# WHAT THE EXERCISE ASKS:
Every line from the one with "of the amber" to the end of the data needs to be copied exactly, and no line before it.

★ ★ ★ ★ ★ ★ ★

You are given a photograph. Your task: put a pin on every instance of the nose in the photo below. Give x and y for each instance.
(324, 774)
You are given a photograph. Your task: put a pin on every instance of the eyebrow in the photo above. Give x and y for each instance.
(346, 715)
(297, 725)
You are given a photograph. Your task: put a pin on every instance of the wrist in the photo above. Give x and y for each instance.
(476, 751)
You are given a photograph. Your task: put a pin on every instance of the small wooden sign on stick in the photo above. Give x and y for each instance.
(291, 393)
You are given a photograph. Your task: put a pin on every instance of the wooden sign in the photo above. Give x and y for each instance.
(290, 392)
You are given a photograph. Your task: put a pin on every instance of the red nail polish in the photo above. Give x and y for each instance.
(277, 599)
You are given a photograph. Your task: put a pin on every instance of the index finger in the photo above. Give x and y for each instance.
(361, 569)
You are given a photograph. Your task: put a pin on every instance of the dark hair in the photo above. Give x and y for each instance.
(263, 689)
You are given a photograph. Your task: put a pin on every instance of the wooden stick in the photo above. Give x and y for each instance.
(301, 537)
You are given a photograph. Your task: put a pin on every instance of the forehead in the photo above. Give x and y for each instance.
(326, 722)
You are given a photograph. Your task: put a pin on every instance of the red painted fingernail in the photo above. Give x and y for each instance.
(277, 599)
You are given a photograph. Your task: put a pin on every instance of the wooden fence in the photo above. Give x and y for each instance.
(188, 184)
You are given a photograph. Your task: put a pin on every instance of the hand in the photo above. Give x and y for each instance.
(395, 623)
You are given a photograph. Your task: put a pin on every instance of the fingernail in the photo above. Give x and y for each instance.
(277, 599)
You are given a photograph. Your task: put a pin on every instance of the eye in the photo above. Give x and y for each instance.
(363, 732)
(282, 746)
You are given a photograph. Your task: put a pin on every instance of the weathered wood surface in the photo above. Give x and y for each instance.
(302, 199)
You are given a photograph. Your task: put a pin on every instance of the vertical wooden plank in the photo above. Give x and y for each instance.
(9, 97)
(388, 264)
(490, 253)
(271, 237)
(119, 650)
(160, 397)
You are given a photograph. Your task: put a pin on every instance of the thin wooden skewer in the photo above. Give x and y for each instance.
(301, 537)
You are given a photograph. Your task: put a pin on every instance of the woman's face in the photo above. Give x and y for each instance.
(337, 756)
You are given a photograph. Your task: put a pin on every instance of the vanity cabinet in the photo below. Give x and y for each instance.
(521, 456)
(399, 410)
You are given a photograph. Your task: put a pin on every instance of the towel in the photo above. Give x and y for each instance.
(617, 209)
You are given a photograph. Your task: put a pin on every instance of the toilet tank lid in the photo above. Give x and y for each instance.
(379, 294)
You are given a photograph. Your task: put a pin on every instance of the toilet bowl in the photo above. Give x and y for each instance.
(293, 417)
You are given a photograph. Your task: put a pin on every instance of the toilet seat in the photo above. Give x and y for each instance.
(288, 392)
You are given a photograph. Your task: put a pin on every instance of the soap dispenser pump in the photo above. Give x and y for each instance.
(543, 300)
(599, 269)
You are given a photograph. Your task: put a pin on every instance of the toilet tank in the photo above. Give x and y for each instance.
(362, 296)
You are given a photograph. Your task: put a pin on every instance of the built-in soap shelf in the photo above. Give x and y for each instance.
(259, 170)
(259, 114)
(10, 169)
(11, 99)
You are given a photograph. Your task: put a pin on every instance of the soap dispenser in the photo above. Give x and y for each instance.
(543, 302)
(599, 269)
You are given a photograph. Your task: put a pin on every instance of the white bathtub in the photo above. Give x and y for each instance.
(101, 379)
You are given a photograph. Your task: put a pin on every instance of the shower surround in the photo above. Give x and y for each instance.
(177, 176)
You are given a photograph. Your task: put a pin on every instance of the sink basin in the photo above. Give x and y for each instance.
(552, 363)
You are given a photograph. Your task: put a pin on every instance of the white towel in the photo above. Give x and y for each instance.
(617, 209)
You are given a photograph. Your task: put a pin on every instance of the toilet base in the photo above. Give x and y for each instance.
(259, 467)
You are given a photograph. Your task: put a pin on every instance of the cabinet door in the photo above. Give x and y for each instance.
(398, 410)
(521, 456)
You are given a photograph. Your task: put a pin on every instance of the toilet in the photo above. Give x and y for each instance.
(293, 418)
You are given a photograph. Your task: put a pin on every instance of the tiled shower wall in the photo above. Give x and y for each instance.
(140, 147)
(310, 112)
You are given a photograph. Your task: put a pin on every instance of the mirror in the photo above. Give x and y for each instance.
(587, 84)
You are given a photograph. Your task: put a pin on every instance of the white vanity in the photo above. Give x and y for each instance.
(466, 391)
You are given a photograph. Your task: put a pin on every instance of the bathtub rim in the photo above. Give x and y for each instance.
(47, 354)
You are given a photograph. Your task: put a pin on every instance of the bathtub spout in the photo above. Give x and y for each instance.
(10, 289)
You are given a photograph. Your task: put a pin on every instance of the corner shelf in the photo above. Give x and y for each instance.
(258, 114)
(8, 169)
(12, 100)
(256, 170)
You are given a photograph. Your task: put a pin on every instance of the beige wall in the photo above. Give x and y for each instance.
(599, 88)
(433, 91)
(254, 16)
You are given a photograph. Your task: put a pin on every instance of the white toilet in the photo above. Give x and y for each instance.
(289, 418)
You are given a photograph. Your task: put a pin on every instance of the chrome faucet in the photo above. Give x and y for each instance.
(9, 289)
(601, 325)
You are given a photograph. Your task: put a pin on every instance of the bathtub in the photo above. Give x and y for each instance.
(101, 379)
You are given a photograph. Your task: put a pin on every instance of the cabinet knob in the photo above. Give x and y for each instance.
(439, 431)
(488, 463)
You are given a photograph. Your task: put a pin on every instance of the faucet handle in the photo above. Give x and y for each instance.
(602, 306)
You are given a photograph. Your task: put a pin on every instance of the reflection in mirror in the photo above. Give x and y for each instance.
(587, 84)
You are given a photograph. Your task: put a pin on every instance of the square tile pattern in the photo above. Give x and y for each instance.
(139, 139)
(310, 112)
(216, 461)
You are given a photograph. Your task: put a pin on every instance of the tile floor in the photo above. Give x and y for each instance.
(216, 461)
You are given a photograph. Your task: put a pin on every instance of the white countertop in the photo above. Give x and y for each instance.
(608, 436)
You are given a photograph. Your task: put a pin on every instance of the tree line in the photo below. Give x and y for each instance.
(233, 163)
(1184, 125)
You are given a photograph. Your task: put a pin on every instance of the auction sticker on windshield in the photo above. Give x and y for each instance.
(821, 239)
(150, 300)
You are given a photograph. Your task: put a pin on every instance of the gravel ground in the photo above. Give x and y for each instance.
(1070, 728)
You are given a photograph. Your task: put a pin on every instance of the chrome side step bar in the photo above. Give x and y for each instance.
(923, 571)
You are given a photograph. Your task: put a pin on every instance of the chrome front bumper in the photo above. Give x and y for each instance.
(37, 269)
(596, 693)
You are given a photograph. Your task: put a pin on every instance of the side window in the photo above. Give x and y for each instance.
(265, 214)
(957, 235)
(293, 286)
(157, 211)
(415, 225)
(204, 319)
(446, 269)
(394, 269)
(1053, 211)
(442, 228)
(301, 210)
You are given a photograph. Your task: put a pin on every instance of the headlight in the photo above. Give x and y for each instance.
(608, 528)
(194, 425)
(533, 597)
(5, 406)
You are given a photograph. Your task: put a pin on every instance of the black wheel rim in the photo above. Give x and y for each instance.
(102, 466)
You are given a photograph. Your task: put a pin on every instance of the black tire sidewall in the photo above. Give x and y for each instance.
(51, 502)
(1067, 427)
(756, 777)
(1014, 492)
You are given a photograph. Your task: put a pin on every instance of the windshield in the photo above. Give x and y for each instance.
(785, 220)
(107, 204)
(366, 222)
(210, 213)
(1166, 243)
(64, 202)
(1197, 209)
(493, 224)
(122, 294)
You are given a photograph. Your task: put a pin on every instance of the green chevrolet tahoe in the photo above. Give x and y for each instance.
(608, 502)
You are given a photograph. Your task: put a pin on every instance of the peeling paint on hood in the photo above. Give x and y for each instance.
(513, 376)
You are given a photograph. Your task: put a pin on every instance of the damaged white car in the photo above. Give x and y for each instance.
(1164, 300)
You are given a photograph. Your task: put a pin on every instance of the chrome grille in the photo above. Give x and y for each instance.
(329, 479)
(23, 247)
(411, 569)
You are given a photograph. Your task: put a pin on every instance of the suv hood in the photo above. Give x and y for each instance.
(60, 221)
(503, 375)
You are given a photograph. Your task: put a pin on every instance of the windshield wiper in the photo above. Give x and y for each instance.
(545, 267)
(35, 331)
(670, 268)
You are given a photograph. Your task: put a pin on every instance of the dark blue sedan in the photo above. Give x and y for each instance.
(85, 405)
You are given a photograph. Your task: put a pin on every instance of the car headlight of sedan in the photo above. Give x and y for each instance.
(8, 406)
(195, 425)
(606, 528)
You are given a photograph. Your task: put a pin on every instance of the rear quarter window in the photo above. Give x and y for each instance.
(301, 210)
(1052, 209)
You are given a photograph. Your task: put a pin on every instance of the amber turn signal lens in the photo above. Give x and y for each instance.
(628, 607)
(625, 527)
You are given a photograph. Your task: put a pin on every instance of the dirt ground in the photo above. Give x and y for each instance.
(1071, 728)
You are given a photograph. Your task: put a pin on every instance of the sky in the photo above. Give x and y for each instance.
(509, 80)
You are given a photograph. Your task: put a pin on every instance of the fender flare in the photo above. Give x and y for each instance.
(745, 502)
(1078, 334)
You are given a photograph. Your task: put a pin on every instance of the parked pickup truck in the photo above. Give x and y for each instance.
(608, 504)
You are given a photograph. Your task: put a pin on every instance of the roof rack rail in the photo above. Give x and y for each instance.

★ ★ ★ ★ ★ ★ ★

# FINAL ANSWER:
You are given a photograph. Your task: put a pin on every instance of the amber turn signal lens in the photo above. Give x and y for each instance.
(628, 607)
(625, 527)
You are given a photograph. Your task: put a pin on every instance of the dirt ground in the photo above. Give x and y for each instance.
(1071, 728)
You are given a photograph. Your task: put a pin on every instance of the sky in the photo above. Give x and y for each instance.
(509, 80)
You are given a photograph. Your task: put a pin on every instance of the fender flare in the photo above. Give x and y for each instance.
(745, 502)
(1078, 334)
You are given a photograph. Your task: put a pin on every instance of the parked pickup truck in the photo above. Give x and y for each instance.
(608, 504)
You are given a photograph. Your task: put a pin on every instance of the roof rack rail in the photo above. Give x and y for each instance.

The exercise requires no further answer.